- [What you will do]
Output the lines of the items below as a JSON list of strings, one string per line and blank lines omitted, from the first line through the line containing "Give the mask". Leave the pictures out.

— start Record set —

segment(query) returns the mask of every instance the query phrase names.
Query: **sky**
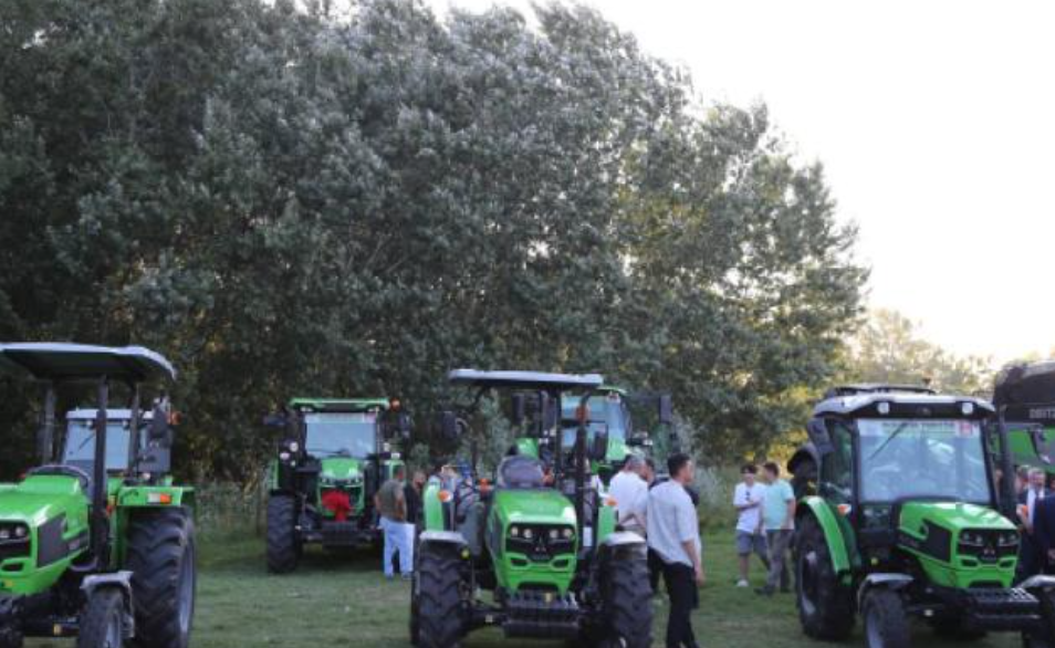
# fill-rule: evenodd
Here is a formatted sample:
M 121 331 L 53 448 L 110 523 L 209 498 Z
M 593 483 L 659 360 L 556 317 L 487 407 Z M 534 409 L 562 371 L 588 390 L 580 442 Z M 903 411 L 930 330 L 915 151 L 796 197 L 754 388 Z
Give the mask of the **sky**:
M 870 305 L 955 353 L 1055 353 L 1055 3 L 583 3 L 690 70 L 704 102 L 769 105 L 858 226 Z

— end Record set —

- [Complete response]
[
  "segment(query) returns the mask of every instance the query phrase names.",
  "Query: **sky**",
  "# fill-rule: evenodd",
  "Here is a formatted sample:",
  "M 121 331 L 53 448 L 110 523 L 209 498 Z",
  "M 593 483 L 659 360 L 556 317 L 487 407 Z M 534 409 L 562 371 L 588 390 L 580 442 Z M 903 411 L 930 330 L 915 151 L 796 197 L 754 388 Z",
  "Give the mask of the **sky**:"
]